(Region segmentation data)

START

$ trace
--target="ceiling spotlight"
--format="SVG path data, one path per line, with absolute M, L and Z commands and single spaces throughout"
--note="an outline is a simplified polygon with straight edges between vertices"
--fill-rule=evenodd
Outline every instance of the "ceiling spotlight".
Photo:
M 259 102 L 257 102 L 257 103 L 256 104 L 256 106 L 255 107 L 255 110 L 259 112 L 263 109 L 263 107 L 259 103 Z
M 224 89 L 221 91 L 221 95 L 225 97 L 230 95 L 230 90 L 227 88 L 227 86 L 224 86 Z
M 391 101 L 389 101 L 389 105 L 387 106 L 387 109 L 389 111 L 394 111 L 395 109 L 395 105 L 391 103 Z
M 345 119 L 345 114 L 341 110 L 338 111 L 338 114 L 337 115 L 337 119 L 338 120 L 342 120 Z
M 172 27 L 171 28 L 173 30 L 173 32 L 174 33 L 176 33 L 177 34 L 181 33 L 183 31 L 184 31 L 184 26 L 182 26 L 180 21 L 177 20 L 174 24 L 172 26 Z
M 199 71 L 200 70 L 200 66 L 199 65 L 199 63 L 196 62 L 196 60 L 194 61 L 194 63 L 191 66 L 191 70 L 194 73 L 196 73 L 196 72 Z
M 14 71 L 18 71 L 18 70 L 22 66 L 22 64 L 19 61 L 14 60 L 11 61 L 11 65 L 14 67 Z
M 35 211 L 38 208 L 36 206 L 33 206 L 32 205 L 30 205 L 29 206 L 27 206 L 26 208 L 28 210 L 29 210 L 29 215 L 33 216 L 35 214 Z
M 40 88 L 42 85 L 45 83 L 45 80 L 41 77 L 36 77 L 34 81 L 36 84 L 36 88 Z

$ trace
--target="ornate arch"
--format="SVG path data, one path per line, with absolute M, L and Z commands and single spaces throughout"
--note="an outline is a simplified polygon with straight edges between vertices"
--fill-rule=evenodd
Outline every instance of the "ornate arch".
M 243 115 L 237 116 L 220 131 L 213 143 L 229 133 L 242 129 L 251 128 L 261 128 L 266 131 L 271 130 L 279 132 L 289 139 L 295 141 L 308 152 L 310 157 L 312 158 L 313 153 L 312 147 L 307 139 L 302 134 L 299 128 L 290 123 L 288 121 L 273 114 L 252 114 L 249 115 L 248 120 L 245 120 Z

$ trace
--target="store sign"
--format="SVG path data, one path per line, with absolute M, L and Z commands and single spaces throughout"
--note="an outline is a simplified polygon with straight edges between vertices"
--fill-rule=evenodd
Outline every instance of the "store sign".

END

Work to do: Convert every line of the listing above into a numbered list, omitting the blank lines.

Answer for the task:
1. $ trace
2. --target="ceiling spotlight"
3. --format="SVG path data, one path per line, with absolute M, L and Z commands and single spaces throughout"
4. --note="an outline is a simplified polygon with straight edges between vertices"
5. --fill-rule=evenodd
6. Outline every instance of the "ceiling spotlight".
7. Photo:
8. M 259 102 L 257 102 L 257 103 L 256 104 L 256 106 L 255 107 L 255 110 L 259 112 L 263 109 L 263 107 L 259 103 Z
9. M 224 89 L 221 91 L 221 95 L 225 97 L 230 95 L 230 90 L 227 88 L 227 86 L 224 86 Z
10. M 391 101 L 389 101 L 389 105 L 387 106 L 387 109 L 389 111 L 394 111 L 395 109 L 395 105 L 391 103 Z
11. M 345 119 L 345 114 L 341 110 L 338 111 L 338 114 L 337 115 L 337 119 L 338 120 L 342 120 Z
12. M 172 27 L 171 28 L 173 30 L 173 32 L 174 33 L 176 33 L 177 34 L 181 33 L 183 31 L 184 31 L 184 26 L 182 26 L 180 21 L 177 20 L 174 24 L 172 26 Z
13. M 199 71 L 200 70 L 200 66 L 199 65 L 199 63 L 196 62 L 196 60 L 194 61 L 194 63 L 191 66 L 191 70 L 194 73 L 196 73 L 196 72 Z
14. M 14 71 L 18 71 L 18 70 L 22 66 L 22 64 L 19 61 L 14 60 L 11 61 L 11 65 L 14 67 Z
15. M 35 211 L 38 208 L 36 206 L 33 206 L 32 205 L 30 205 L 29 206 L 27 206 L 26 208 L 28 210 L 29 210 L 29 215 L 33 216 L 35 214 Z
16. M 40 88 L 42 85 L 45 83 L 45 80 L 41 77 L 36 77 L 34 81 L 36 84 L 36 88 Z
17. $ trace
18. --target="ornate arch"
19. --format="SVG path data, one path per line, with absolute M, L and Z commands and single spaces throughout"
20. --note="an outline is a simplified polygon with straight edges between vertices"
21. --fill-rule=evenodd
22. Outline every instance of the "ornate arch".
23. M 243 115 L 237 116 L 220 131 L 213 143 L 229 133 L 242 129 L 251 128 L 261 128 L 266 131 L 271 130 L 279 132 L 289 139 L 295 141 L 308 152 L 310 157 L 312 158 L 313 153 L 312 147 L 307 139 L 302 134 L 299 128 L 290 123 L 288 121 L 273 114 L 252 114 L 249 115 L 248 120 L 245 120 Z
24. $ trace
25. --target="store sign"
26. --format="SVG path data, one path per line, with absolute M, L and Z commands and single spaces throughout"
27. --note="an outline is a simplified polygon with straight edges between vertices"
28. --fill-rule=evenodd
29. Outline every instance of the "store sign".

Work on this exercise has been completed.